▶ [Data extract]
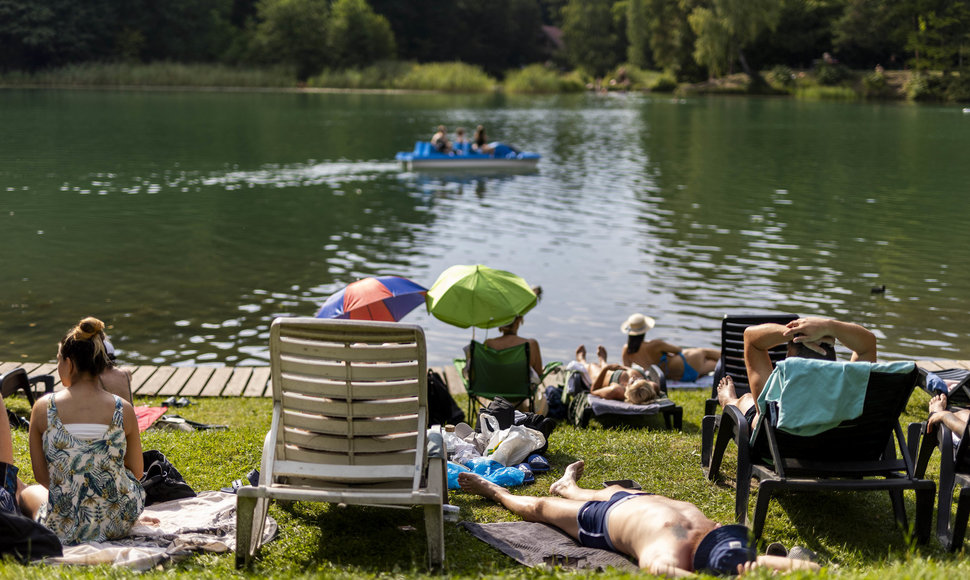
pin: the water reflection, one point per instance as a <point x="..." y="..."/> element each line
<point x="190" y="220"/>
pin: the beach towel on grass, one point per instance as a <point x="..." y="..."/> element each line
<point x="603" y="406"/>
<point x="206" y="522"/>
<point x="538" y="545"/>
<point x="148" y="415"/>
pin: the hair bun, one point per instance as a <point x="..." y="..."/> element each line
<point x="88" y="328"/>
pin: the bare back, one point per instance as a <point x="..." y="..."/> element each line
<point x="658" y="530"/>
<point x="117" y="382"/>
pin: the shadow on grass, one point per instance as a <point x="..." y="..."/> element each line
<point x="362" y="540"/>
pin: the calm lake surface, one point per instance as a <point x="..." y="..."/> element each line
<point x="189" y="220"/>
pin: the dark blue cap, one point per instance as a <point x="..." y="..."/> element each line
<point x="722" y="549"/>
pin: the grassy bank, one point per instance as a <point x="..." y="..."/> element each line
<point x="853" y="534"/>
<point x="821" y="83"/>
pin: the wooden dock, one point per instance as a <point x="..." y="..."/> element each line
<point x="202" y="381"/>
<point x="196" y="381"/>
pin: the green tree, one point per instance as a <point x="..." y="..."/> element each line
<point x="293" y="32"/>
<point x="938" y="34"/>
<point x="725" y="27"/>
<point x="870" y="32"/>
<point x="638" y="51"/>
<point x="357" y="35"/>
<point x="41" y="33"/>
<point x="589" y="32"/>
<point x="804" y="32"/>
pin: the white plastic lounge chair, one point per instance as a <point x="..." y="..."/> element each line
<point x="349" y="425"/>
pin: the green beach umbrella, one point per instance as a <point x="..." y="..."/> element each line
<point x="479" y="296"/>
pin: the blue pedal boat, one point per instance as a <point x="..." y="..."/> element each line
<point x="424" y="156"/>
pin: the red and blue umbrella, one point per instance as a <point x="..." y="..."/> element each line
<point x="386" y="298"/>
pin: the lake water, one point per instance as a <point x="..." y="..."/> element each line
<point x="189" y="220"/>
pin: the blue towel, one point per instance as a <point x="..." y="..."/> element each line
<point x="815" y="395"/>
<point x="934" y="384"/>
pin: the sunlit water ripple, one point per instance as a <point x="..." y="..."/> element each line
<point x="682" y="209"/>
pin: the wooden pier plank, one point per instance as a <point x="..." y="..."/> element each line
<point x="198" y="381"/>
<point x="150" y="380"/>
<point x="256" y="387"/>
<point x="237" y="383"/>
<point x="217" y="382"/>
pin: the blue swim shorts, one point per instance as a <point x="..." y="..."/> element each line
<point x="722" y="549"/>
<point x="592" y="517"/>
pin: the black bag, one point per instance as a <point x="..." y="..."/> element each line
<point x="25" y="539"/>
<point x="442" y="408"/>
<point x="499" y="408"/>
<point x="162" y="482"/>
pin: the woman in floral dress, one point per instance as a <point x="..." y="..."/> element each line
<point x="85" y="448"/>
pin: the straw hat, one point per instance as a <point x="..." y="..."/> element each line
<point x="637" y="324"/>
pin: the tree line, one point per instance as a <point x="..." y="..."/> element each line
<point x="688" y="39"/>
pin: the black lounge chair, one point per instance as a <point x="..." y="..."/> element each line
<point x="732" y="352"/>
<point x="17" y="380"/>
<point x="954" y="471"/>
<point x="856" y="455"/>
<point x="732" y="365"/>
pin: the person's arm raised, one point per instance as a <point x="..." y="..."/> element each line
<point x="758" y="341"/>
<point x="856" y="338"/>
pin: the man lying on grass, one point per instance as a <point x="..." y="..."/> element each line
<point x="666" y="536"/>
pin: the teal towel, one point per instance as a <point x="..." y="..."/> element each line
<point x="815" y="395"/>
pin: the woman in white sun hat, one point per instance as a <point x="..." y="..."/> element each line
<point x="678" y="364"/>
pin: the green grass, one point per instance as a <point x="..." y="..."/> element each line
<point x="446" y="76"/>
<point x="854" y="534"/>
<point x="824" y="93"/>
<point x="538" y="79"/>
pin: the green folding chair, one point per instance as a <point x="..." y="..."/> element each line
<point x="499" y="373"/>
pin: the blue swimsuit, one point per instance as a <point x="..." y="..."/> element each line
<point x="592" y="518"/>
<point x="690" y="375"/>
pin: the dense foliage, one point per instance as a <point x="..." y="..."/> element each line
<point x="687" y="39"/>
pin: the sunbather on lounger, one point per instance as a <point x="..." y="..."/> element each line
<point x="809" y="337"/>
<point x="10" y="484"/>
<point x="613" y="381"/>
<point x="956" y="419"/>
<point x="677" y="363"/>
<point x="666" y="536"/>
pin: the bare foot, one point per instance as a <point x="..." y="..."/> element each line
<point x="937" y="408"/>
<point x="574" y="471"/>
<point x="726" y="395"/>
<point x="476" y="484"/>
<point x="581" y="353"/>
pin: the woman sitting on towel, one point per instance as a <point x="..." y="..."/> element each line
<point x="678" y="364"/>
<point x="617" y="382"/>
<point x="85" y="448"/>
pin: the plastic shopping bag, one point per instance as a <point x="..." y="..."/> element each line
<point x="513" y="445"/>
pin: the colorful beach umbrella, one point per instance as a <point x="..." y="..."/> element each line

▶ [Exercise instructions] From the material above, reproduce everything verbatim except the pictures.

▶ [The reply]
pin: the water reflection, one point per instance as a <point x="..." y="..."/> element each line
<point x="190" y="220"/>
pin: the beach towel on grass, one point per instance as a <point x="..." y="..."/> element each line
<point x="603" y="406"/>
<point x="206" y="522"/>
<point x="538" y="545"/>
<point x="148" y="415"/>
pin: the hair bun, one point per instance as a <point x="..." y="..."/> element each line
<point x="88" y="328"/>
pin: the bare back, one point per instance as a <point x="..." y="..."/> element each line
<point x="658" y="530"/>
<point x="117" y="382"/>
pin: the shadow on grass, one point per instance as a <point x="..." y="..."/> element each line
<point x="362" y="540"/>
pin: the calm lake surface, one point per instance as a <point x="..." y="..."/> element each line
<point x="189" y="220"/>
pin: the dark blue cap, one point per instance as a <point x="..." y="..."/> element each line
<point x="722" y="549"/>
pin: the grassy bank, one point per instance as a <point x="..." y="..."/> element each line
<point x="853" y="534"/>
<point x="821" y="83"/>
pin: the wooden dock, one point per instance as a <point x="..." y="..."/> element each line
<point x="202" y="381"/>
<point x="196" y="381"/>
pin: the green tree, one point per instance as a <point x="..." y="..."/> element each line
<point x="293" y="32"/>
<point x="938" y="34"/>
<point x="725" y="27"/>
<point x="870" y="32"/>
<point x="638" y="51"/>
<point x="357" y="35"/>
<point x="41" y="33"/>
<point x="589" y="32"/>
<point x="804" y="32"/>
pin: the white plastic lounge chair, one point per instance as a <point x="..." y="..."/> element each line
<point x="349" y="425"/>
pin: the green beach umbrella, one point per instance as a <point x="..." y="..."/> element each line
<point x="479" y="296"/>
pin: the blue pedal boat, one point per instance as a <point x="..." y="..."/> element each line
<point x="424" y="156"/>
pin: the red and blue umbrella, one point per instance as a <point x="..." y="..."/> element each line
<point x="386" y="298"/>
pin: the lake water, one point per instance as a <point x="..." y="..."/> element each line
<point x="189" y="220"/>
pin: the blue towel, one point per instance as a <point x="..." y="..."/> element each line
<point x="815" y="395"/>
<point x="934" y="384"/>
pin: the sunlit water ripple, one point per instance as a <point x="..." y="..."/> element each line
<point x="682" y="209"/>
pin: the wooden pier plank, one point per instance as a <point x="..." y="..."/> element each line
<point x="198" y="381"/>
<point x="150" y="380"/>
<point x="256" y="387"/>
<point x="237" y="383"/>
<point x="217" y="382"/>
pin: the blue swim shorts, one point per instance as a <point x="..." y="..."/> element each line
<point x="722" y="549"/>
<point x="592" y="517"/>
pin: the black bag, one point per instance as a <point x="..." y="..."/> element each line
<point x="25" y="539"/>
<point x="442" y="408"/>
<point x="499" y="408"/>
<point x="162" y="482"/>
pin: the woman in floral dress, one point per instance as a <point x="..." y="..."/> element each line
<point x="85" y="448"/>
pin: the straw hat, one point per instance as a <point x="..." y="..."/> element each line
<point x="637" y="324"/>
pin: the tree line, one point per instance as a <point x="..." y="..."/> element each line
<point x="688" y="39"/>
pin: the black lounge chair, one point per instance as a <point x="..." y="..."/> element each line
<point x="732" y="352"/>
<point x="17" y="380"/>
<point x="954" y="471"/>
<point x="856" y="455"/>
<point x="732" y="365"/>
pin: the person's arm raised, one point per instance as a <point x="..." y="..."/> element each line
<point x="758" y="341"/>
<point x="856" y="338"/>
pin: the man lying on grass, one point per instance as a <point x="..." y="..."/> element each line
<point x="666" y="536"/>
pin: the teal towel, one point per instance as a <point x="..." y="..."/> element each line
<point x="815" y="395"/>
pin: the woman in white sun hat, one point per instance as a <point x="..." y="..."/> element each line
<point x="678" y="364"/>
pin: the green grass, one point per instance as a <point x="..." y="..."/> element each line
<point x="446" y="76"/>
<point x="854" y="534"/>
<point x="824" y="93"/>
<point x="538" y="79"/>
pin: the green folding chair, one point per instance as a <point x="..." y="..."/> element each line
<point x="499" y="373"/>
pin: the blue swimsuit, one point per instance as a <point x="..." y="..."/> element each line
<point x="592" y="518"/>
<point x="690" y="375"/>
pin: the dense foliage, one point per instance as a <point x="..." y="..."/> element each line
<point x="687" y="39"/>
pin: the sunbather on lounger, one point per instance as a <point x="..." y="..."/> element each line
<point x="809" y="337"/>
<point x="10" y="484"/>
<point x="613" y="381"/>
<point x="956" y="419"/>
<point x="677" y="363"/>
<point x="666" y="536"/>
pin: the bare foot, one point per instance as a <point x="..." y="..."/> element each line
<point x="937" y="408"/>
<point x="574" y="471"/>
<point x="726" y="395"/>
<point x="476" y="484"/>
<point x="581" y="353"/>
pin: the woman sitting on towel, one point per instance as a <point x="..." y="..."/> element each line
<point x="678" y="364"/>
<point x="617" y="382"/>
<point x="85" y="448"/>
pin: the plastic shopping bag, one point per instance as a <point x="..." y="..."/> element each line
<point x="513" y="445"/>
pin: the colorful beach umbrella, one point per instance as a <point x="..." y="..."/> element each line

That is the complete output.